[Problems to work on]
1. In the Cryodrome passage, take the stretch starting at "When I started" and ending at "as Dear PoC.", and give it again with "Wednesday" swapped for "Thursday".
2. Turn the entries, starting at the beginning of the entries and ending at the line containing "248L324 274L221 642L285", into a numbered list with blank lines left out.

** Opening Source extract block **

When I started Cryodrome, Columbus had several popular rides, one of which I was a regular: Dear People of Columbus (Dear PoC). Dear PoC was started by a local potter to bike to immigrant and PoC owned restaurants. This was a mission close to the founder's heart being an immigrant themself. The other ride at that time was ABoB (All Butts on Bikes). Both rides met around the same time on Wednesday. Neither of these rides ran during the winter, but if they ever decided to, I wanted to make sure my ride wouldn’t step on any toes. I scheduled it for the heat of the day (or what we could get) on Saturdays, same meeting place as Dear PoC.

In college I had a job as an event organizer for different campus charities. I was not suited for such a job. I had a group of students that met occasionally as a think tank for brainstorming event ideas, but very few of them were able to join me in set up and tear down. I am an easily flustered person, and I was frequently stressed with this job. Some of my events were successful, some were not. I think it’s important to try and to fail and to apply yourself to things that are outside your skillset. You can only want something so hard without taking steps to make it happen. If you want a niche to be filled, you’ll probably have to do it yourself even if you’re not qualified at first. However, when it came to Cryodrome, I wanted it to be a fun experience for me too. I decided to make it as freeform as possible. No route, no destination, no expected speed. All would be determined by the people who showed up.

I loathe when people brand themselves. I made the decision to not appear in photos and to remain detached from it on social media (back when this website was but a twinkle in my eye). I am not a brand. Neither is Cryodrome. I don’t sell anything. Cryodrome costs me money. It’s a hobby, not a side hustle. Lots of people I meet have ideas about what Cryodrome should be without ever having gone on a ride. They can start their own rides if they really want that.

For three seasons we rode in mostly good weather. During season 2 the successor to Dear PoC, Wednesday Night Ride (WNR), also rode all winter. They got the worse weather though. It was a similarly small group with some overlap between mine and theirs. By season 3 of Cryodrome both WNR and Friday Night Ride (FNR) were riding through winter as well.

** Closing Source extract block **
** Opening Dataset records block **

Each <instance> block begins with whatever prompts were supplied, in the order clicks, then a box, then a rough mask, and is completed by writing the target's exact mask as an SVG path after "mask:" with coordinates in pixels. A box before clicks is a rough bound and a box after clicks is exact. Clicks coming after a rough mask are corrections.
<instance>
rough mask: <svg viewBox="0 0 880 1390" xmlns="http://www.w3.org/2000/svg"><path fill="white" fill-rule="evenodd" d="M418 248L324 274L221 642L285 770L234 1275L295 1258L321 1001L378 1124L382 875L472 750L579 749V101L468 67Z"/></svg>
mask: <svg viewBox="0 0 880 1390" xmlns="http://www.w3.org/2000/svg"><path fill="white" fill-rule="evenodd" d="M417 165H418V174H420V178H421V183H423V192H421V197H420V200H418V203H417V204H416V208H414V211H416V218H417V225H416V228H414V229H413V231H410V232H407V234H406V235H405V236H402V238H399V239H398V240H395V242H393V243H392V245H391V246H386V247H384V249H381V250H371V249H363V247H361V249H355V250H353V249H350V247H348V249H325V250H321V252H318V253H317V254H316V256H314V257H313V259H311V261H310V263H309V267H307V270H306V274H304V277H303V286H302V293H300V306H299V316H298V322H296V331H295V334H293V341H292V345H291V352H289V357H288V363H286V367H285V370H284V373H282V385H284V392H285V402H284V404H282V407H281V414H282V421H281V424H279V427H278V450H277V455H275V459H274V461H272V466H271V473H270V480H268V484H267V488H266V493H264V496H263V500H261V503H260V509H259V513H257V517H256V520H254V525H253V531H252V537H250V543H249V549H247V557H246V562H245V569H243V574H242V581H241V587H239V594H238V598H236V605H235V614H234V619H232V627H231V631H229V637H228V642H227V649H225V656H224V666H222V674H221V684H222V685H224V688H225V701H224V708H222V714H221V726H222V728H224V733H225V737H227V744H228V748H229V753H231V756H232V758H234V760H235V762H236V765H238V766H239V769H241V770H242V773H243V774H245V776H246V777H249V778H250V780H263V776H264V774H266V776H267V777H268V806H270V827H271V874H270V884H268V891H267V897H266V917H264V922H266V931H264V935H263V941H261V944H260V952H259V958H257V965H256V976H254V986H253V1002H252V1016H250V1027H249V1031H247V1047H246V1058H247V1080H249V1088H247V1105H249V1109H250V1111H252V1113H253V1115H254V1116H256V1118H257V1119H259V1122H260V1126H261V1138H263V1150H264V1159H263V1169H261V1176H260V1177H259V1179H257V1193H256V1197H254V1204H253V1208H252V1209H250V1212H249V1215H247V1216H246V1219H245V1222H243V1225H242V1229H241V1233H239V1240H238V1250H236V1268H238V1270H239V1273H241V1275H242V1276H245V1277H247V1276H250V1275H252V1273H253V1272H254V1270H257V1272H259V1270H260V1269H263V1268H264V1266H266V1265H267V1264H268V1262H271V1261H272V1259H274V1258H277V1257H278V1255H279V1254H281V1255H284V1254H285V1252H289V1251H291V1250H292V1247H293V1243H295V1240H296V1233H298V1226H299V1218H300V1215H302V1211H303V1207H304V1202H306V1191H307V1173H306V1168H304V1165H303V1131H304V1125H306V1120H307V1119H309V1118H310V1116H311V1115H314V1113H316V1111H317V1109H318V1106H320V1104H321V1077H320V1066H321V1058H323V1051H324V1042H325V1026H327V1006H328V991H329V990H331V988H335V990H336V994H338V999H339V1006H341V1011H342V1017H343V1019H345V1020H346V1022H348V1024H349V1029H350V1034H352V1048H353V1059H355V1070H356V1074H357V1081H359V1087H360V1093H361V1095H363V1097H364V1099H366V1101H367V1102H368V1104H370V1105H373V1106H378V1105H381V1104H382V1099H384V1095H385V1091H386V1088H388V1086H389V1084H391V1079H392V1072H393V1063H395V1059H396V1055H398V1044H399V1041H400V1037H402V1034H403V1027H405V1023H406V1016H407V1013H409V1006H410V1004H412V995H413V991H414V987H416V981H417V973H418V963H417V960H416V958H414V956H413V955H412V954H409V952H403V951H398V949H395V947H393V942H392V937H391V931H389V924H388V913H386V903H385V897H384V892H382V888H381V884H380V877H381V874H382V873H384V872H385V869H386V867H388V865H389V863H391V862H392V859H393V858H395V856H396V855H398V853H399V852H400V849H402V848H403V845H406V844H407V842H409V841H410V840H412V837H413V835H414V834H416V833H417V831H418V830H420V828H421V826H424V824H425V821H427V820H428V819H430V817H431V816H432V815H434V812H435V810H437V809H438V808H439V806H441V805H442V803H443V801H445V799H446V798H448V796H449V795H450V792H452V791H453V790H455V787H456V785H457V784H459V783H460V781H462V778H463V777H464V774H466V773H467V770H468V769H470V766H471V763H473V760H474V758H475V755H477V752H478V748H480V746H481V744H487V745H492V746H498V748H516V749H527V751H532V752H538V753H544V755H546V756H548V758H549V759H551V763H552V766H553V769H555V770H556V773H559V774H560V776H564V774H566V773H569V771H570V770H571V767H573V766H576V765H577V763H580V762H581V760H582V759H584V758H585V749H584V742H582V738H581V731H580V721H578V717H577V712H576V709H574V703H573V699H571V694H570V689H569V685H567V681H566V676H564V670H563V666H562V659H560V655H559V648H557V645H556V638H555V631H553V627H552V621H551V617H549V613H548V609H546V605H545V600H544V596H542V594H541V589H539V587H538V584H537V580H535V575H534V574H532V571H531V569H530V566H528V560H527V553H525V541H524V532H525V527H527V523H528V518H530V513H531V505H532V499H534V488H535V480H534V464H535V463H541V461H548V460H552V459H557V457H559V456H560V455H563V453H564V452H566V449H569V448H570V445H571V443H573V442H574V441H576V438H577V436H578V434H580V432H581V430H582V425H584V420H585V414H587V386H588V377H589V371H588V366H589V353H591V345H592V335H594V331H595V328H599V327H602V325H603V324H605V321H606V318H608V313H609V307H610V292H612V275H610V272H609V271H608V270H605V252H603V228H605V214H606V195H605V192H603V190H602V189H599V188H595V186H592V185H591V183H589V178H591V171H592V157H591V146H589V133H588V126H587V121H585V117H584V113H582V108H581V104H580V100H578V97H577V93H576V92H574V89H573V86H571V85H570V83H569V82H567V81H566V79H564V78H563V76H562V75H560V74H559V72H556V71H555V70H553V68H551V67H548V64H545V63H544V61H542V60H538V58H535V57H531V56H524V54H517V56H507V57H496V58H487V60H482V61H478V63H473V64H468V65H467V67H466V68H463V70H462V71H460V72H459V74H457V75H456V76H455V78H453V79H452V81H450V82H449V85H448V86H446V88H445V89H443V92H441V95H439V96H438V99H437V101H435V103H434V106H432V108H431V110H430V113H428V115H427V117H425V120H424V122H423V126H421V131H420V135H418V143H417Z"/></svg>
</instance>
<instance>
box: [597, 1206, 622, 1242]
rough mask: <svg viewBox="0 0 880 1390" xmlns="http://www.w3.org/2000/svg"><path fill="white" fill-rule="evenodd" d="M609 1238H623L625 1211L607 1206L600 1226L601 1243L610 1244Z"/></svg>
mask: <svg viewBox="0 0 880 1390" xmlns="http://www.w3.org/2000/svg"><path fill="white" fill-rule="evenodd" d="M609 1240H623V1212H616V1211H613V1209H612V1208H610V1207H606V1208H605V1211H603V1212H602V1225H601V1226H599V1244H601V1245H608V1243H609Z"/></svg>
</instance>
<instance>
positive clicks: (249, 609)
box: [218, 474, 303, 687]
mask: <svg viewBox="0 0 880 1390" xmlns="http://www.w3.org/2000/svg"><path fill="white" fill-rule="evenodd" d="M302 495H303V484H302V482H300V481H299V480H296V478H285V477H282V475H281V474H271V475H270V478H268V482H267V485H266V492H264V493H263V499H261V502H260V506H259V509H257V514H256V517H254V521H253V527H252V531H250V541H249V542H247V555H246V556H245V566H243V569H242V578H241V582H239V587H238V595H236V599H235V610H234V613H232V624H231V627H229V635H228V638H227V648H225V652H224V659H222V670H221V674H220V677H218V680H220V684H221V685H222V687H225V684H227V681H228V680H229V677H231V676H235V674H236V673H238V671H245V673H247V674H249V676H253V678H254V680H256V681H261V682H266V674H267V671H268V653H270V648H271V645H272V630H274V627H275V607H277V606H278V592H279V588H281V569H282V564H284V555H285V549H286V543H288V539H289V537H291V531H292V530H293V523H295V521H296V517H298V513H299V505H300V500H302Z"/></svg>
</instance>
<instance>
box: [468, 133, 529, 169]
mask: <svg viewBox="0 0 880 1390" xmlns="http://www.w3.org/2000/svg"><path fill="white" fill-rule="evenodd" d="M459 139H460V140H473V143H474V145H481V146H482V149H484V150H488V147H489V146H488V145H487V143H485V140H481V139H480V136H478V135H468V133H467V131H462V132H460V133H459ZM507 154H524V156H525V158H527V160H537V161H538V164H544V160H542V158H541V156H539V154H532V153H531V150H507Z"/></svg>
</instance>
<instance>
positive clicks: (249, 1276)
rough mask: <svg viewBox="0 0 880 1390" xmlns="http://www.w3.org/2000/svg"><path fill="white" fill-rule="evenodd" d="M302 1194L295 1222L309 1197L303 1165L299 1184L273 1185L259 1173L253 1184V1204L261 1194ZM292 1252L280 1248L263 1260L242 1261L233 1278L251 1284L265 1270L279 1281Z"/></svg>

** Closing Dataset records block **

[Completed exercise]
1.
When I started Cryodrome, Columbus had several popular rides, one of which I was a regular: Dear People of Columbus (Dear PoC). Dear PoC was started by a local potter to bike to immigrant and PoC owned restaurants. This was a mission close to the founder's heart being an immigrant themself. The other ride at that time was ABoB (All Butts on Bikes). Both rides met around the same time on Thursday. Neither of these rides ran during the winter, but if they ever decided to, I wanted to make sure my ride wouldn’t step on any toes. I scheduled it for the heat of the day (or what we could get) on Saturdays, same meeting place as Dear PoC.

2.
1. Each <instance> block begins with whatever prompts were supplied, in the order clicks, then a box, then a rough mask, and is completed by writing the target's exact mask as an SVG path after "mask:" with coordinates in pixels. A box before clicks is a rough bound and a box after clicks is exact. Clicks coming after a rough mask are corrections.
2. <instance>
3. rough mask: <svg viewBox="0 0 880 1390" xmlns="http://www.w3.org/2000/svg"><path fill="white" fill-rule="evenodd" d="M418 248L324 274L221 642L285 770L234 1275L295 1258L321 1001L378 1124L382 875L472 750L579 749V101L468 67Z"/></svg>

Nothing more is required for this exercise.